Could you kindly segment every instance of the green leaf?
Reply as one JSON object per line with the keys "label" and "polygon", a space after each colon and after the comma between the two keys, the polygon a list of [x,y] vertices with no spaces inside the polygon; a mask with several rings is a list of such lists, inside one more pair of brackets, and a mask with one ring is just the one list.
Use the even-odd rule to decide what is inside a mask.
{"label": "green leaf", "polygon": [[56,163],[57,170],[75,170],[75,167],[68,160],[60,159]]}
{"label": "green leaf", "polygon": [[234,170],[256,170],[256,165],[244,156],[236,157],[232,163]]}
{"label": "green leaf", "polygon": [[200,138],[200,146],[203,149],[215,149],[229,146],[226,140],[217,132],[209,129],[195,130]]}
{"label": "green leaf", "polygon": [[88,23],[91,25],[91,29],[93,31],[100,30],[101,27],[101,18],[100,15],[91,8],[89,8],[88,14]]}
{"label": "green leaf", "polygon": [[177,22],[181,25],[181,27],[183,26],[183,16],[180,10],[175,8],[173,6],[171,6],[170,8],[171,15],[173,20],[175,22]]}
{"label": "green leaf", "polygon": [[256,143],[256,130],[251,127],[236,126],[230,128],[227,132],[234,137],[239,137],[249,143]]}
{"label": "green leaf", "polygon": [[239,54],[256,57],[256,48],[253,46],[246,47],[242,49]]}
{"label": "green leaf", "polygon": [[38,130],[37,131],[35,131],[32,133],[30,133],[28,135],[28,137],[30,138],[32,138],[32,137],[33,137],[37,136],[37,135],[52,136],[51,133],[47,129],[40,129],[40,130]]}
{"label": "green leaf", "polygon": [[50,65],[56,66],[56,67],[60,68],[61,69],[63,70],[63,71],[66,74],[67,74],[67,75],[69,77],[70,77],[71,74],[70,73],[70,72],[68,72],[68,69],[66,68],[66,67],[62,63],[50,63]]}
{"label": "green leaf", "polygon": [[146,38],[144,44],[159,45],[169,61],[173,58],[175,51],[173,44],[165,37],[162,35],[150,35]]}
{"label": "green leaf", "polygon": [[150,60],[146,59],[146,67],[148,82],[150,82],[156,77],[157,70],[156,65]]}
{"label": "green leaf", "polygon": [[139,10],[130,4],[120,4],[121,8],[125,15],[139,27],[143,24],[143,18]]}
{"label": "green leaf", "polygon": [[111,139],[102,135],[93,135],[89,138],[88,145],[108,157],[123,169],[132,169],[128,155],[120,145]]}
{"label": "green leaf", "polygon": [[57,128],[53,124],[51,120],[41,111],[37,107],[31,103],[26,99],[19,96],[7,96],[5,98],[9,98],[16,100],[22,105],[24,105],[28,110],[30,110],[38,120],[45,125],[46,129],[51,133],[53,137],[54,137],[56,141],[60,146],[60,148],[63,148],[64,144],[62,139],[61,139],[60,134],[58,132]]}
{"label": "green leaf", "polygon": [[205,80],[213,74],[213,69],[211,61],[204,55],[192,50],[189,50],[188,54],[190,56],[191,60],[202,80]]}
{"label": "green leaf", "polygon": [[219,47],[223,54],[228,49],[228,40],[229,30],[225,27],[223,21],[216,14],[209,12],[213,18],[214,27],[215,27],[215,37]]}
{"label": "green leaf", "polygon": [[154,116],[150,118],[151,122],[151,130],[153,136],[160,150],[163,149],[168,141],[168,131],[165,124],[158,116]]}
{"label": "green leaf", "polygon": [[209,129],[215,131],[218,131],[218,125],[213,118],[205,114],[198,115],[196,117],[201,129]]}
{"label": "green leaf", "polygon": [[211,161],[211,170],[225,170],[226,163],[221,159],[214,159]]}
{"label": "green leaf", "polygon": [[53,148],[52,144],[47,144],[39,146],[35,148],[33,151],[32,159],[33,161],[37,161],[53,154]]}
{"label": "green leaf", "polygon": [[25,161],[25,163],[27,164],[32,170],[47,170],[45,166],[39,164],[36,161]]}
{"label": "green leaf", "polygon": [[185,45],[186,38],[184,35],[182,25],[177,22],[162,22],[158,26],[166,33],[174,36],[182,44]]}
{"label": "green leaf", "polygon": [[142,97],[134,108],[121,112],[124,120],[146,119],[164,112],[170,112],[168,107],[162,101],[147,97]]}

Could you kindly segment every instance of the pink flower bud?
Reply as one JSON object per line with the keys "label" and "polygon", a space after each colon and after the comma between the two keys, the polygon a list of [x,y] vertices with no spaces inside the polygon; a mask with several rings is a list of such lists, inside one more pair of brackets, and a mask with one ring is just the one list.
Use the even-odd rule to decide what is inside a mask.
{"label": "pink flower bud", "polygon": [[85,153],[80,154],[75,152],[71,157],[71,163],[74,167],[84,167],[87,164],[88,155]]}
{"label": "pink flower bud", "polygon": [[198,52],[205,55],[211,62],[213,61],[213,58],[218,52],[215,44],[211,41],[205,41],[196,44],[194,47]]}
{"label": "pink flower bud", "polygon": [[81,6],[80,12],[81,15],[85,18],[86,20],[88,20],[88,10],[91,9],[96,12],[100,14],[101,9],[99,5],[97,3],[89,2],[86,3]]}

• • • • • • •

→ WRITTEN EXERCISE
Would you quote, exactly and only, the lines from the one containing "Could you kindly segment every instance of the pink" to the end of the entries?

→ RESPONSE BELOW
Could you kindly segment every instance of the pink flower bud?
Reply as one JSON object per line with the keys "label" and "polygon", a space after each colon and after the comma between the two keys, the polygon a list of [x,y] vertices with no spaces inside the polygon; a mask with several rings is a list of such lists, inside one more pair of brackets, and a mask with one ring is just the one list.
Use the even-odd rule to decide what is inside a mask.
{"label": "pink flower bud", "polygon": [[85,153],[80,154],[75,152],[71,157],[71,163],[74,167],[84,167],[87,164],[88,155]]}
{"label": "pink flower bud", "polygon": [[198,52],[205,55],[211,62],[213,61],[213,58],[218,52],[215,44],[211,41],[205,41],[196,44],[194,47]]}
{"label": "pink flower bud", "polygon": [[81,6],[80,12],[81,15],[85,18],[86,20],[88,20],[88,10],[91,9],[96,12],[100,14],[101,9],[99,5],[97,3],[89,2],[86,3]]}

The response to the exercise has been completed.